**THE REQUEST**
Read the data and repeat it in full, exactly.

#### DATA SHOWN

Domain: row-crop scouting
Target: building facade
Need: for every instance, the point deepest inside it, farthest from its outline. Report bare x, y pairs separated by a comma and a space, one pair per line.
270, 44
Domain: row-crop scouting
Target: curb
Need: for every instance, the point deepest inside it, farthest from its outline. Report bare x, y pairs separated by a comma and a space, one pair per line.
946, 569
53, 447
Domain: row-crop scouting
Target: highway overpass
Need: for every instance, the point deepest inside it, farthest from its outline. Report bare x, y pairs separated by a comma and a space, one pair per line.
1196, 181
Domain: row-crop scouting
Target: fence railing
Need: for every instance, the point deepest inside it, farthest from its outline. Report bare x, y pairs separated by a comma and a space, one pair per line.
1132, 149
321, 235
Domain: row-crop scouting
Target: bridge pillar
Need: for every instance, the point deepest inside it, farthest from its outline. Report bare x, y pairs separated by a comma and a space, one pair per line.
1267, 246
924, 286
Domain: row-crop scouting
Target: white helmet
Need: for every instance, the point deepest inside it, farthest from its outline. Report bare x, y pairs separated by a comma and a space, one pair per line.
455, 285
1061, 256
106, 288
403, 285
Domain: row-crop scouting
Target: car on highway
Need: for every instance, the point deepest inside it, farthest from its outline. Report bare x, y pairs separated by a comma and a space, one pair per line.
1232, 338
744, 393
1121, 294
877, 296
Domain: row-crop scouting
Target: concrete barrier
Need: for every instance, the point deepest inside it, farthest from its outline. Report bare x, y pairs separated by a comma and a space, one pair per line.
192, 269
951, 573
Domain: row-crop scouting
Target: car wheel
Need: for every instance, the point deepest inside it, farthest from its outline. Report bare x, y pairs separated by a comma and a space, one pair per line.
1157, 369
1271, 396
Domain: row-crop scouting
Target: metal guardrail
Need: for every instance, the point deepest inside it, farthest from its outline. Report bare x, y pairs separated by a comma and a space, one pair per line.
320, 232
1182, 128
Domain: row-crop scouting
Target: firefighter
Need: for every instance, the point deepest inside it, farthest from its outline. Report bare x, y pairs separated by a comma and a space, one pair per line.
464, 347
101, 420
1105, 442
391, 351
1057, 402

########

**ANSWER TO THIS TASK**
Domain: row-crop scouting
Target: building facade
Need: for every instance, the point deepest inside it, farthest from its outline. Report bare x, y pairs separated by a comma and a space, one pair per line.
270, 44
Domain: row-crop scouting
Target: curb
Need: for every instance, the point deepest inside it, farthest from its outline. Report bare x, y pairs separated by a comma and a space, one pair per line.
946, 569
53, 447
Domain: row-crop scouting
Target: highway overpass
Need: for every instance, the point deepest inside it, farthest from its outline. Report bare x, y pairs separated by a comma and a space, one pair per line.
1196, 181
Domain: row-crop scouting
Target: fence railing
Need: for every instance, the point deepest inside it, farthest from its outline. Report bare x, y pairs separated by a comma and a space, one pair per line.
1132, 149
321, 235
Domain: row-crop scouting
Target: bridge pillar
Need: for every instance, the point deepest inside it, farthest from its outline. Report bare x, y pairs separated by a comma and a space, one pair per line.
1267, 246
924, 286
Domain: row-crop scouting
Target: white helmet
Need: for every instance, the point deepest inside it, farthest from its outline. Report bare x, y pairs separated by a comma and a space, one pair per line.
455, 285
1061, 256
106, 288
403, 285
Domain: row-crop scouting
Target: car on highway
Need: for every instance, the point deepest inside it, farthest from its outline. Report bare x, y pairs separated by a comma and a space, one pair per line.
1232, 338
744, 393
1121, 294
877, 296
Domain: row-crop scouting
Target: concrete barrier
Need: for every instance, the point deepest inside it, farthest from its outline. Report bare x, y pairs separated by a comma and a space, one pair per line.
192, 269
951, 573
Domain: row-crop scouting
Target: car wheel
Need: for every instance, the point deepest inside it, farthest from its outline. Report bare x, y pairs separated by a comma and a space, one pair per line.
1157, 369
1271, 396
Domain: row-crop scouting
Target: metal guardrail
Need: for every instance, the point deepest inside it, farthest from its outline. Report bare x, y pairs separated by a comma and a space, one pair per line.
320, 232
1182, 128
Domain: row-crop scouting
Target: firefighter
Need: for every instance, the point deepest inside it, farthest from its outline. Report bare x, y pairs separated by a comma and a space, one pair per line.
464, 347
101, 420
1105, 442
391, 351
1057, 402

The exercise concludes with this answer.